>> begin Material shown
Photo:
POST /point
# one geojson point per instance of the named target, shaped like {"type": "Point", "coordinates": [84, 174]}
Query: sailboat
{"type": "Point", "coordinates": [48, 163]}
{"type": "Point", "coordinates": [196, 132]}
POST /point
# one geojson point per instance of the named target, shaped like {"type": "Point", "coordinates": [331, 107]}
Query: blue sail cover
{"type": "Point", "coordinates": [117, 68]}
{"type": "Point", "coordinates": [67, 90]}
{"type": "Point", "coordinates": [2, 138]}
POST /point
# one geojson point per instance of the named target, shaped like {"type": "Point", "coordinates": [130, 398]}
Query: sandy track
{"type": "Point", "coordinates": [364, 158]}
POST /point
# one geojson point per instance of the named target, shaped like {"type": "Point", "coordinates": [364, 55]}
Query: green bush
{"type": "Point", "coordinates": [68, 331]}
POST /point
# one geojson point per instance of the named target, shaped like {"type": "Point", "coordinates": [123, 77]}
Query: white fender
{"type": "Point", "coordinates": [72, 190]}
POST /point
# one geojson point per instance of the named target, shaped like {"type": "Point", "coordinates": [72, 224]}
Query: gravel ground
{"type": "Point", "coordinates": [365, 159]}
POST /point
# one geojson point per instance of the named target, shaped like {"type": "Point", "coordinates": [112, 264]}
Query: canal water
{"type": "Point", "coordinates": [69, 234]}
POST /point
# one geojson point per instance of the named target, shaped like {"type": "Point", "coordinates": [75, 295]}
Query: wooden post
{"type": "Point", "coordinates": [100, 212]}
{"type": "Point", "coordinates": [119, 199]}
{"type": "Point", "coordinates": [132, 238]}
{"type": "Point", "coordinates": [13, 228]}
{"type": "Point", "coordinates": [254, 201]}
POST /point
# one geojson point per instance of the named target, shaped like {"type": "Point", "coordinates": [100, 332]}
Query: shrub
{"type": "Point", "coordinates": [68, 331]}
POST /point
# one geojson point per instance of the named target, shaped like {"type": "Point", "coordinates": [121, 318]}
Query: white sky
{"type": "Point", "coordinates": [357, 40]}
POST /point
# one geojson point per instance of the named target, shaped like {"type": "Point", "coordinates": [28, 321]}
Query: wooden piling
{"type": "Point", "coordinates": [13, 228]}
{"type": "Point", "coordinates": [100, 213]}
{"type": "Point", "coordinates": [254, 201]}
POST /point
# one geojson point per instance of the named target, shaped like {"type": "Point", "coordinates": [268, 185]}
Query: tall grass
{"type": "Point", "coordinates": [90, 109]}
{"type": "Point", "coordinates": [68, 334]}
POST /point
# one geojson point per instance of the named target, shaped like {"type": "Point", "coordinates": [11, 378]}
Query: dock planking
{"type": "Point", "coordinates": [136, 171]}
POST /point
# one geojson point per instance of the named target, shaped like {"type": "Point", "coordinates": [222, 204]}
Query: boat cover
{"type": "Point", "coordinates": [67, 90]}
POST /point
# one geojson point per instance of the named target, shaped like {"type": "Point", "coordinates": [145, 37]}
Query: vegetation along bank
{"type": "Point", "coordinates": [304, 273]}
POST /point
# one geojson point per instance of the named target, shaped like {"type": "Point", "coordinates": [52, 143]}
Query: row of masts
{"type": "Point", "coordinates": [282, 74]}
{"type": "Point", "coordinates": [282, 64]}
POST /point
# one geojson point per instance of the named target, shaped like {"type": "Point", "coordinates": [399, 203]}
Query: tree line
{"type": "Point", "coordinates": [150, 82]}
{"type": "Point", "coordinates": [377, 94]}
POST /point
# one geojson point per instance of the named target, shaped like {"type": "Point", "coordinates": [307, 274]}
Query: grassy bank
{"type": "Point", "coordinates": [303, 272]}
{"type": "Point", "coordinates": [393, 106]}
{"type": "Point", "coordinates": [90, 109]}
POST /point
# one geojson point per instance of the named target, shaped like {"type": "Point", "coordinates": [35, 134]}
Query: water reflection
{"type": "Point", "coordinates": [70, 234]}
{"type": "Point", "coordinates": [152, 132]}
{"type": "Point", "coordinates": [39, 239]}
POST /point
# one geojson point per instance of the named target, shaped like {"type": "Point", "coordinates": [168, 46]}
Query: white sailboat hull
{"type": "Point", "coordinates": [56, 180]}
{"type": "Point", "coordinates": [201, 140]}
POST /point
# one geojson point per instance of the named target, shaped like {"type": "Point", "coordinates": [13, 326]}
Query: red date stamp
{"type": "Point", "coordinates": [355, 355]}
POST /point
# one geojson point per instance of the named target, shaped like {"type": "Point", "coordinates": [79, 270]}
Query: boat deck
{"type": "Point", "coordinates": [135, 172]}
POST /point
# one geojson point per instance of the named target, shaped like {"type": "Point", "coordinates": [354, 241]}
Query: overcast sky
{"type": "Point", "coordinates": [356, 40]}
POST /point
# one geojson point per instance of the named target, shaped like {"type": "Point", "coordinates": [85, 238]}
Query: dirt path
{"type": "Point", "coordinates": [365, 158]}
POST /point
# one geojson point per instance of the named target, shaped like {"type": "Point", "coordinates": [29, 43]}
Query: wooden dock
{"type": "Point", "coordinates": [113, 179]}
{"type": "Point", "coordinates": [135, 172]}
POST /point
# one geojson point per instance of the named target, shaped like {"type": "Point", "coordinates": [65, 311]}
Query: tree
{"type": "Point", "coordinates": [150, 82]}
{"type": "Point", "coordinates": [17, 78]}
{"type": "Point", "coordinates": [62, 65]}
>> end Material shown
- _Challenge_
Pull out every line in the items above that contains the word "dock".

- _Finished answer_
Query: dock planking
Query: wooden dock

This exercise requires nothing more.